• **TASK REQUIREMENTS**
Write out the lines below as a numbered list, skipping any blank lines. Leave the pictures out of your answer.

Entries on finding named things

════════════════

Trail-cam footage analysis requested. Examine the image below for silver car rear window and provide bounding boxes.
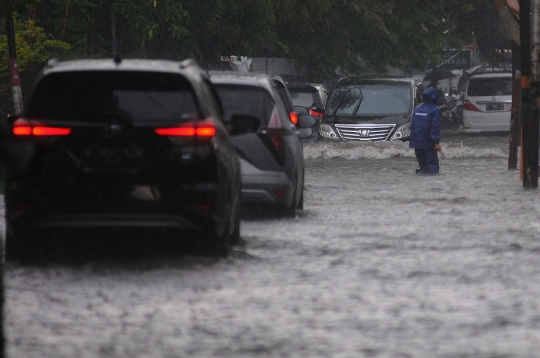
[467,77,512,97]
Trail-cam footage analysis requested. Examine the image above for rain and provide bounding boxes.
[0,0,540,358]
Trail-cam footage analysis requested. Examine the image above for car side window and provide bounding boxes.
[203,78,224,122]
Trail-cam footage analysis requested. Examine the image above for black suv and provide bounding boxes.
[319,76,423,141]
[5,59,240,260]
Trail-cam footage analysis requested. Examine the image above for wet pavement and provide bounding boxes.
[5,133,540,358]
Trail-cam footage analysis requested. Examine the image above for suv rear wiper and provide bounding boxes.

════════════════

• **ANSWER**
1. Trail-cam footage analysis requested. Examine the image below for silver car rear window and provide bounding boxes.
2. [467,77,512,97]
3. Trail-cam footage analysis requested. Examine the image above for rain and provide bounding boxes.
4. [0,0,540,358]
5. Trail-cam footage analysis requested. Examine the image above for car side window and provide bounding boxes.
6. [203,78,224,122]
7. Trail-cam footage analysis requested. Examine the image above for black suv and provide bounding boxes.
8. [319,76,423,141]
9. [5,59,240,260]
10. Trail-cam footage analysis requested. Examine the image above for wet pavement and provide bounding boxes.
11. [5,133,540,358]
12. Trail-cam footage analysis requested. Examine the image above for suv rear wiper and provide bounding boxes.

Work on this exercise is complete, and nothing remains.